3.2 PETROL INJECTION SYSTEM EXAMPLES (MULTI-POINT INJECTION)
3.2.1 Example 1: Simple multi-point
System components and layout
Figure 3.24 shows the main components used in the Bosch LE system, which was widely used by many vehicle manufacturers and was a system from which many others evolved. In addition to the main injection system components, an auxiliary air valve is used to provide a fast idle speed when the engine is cold. The air valve is not controlled by the ECU and its operation is explained later in this section. The LE2 system therefore has several sensors but only one set of actuators: the injectors. The fuel delivery system on the Bosch LE is identical to the example illustrated in Figure 3.20, so it is not described again in this section.
Airflow sensor with combined air temperature sensor
The airflow sensor provides the ECU with an analogue signal that indicates the volume of air being drawn into the engine. Air density changes with temperature, so an air temperature sensor is built into the airflow sensor assembly. The ECU therefore receives airflow and air temperature information.
^^^^^^^^
### Brief
Quote word for word the part of the petrol injection text that begins with the words containing "Airflow sensor with" and ends with "air temperature information.".

### Entries for identifying locations
^^^^^^^^
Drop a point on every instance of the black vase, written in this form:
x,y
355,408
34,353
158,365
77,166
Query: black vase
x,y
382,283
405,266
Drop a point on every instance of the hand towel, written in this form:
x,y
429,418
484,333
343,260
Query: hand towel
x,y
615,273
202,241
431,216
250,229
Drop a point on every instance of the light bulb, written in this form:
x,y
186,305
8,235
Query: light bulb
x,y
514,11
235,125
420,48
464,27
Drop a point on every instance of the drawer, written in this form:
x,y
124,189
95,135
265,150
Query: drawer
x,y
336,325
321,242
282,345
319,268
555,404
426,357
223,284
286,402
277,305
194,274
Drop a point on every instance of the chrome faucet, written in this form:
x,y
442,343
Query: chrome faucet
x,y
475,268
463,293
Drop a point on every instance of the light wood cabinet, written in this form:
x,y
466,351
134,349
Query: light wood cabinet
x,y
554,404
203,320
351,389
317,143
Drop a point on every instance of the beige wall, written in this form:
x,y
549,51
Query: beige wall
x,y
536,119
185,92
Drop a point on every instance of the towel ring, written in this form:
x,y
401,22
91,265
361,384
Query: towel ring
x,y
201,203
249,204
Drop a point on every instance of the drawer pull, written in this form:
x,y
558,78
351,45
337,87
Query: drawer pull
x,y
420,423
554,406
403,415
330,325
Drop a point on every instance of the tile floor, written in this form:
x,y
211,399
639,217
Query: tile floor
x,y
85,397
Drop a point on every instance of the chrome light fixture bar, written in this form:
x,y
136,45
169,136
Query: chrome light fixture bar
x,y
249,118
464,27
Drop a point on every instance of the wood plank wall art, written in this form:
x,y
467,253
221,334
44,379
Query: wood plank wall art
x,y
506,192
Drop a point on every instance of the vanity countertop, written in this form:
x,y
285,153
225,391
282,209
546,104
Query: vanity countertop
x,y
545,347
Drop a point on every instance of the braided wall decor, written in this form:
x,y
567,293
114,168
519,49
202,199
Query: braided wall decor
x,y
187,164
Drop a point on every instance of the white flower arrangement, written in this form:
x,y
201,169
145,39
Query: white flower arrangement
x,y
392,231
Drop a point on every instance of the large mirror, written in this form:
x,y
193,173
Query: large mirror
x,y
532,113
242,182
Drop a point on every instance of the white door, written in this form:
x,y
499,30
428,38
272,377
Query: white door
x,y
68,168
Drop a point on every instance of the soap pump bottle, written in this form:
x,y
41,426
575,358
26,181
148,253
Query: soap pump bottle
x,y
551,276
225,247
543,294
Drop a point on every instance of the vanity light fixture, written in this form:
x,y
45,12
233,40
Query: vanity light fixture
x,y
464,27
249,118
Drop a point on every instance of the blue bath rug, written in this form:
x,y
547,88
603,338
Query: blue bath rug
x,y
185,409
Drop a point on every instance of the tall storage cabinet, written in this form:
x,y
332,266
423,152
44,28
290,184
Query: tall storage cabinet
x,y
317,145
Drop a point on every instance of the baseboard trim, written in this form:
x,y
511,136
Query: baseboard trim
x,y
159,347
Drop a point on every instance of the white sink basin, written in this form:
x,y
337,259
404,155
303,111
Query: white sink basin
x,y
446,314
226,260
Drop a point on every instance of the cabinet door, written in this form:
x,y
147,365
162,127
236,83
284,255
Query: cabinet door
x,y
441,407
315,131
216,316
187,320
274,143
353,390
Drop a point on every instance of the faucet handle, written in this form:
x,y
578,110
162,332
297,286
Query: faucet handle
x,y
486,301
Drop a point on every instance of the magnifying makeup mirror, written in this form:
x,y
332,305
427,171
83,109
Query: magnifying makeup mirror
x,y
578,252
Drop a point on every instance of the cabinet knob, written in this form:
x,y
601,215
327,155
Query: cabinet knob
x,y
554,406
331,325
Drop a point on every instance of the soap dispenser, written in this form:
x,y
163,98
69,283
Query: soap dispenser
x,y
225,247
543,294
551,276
^^^^^^^^
### Result for this task
Airflow sensor with combined air temperature sensor
The airflow sensor provides the ECU with an analogue signal that indicates the volume of air being drawn into the engine. Air density changes with temperature, so an air temperature sensor is built into the airflow sensor assembly. The ECU therefore receives airflow and air temperature information.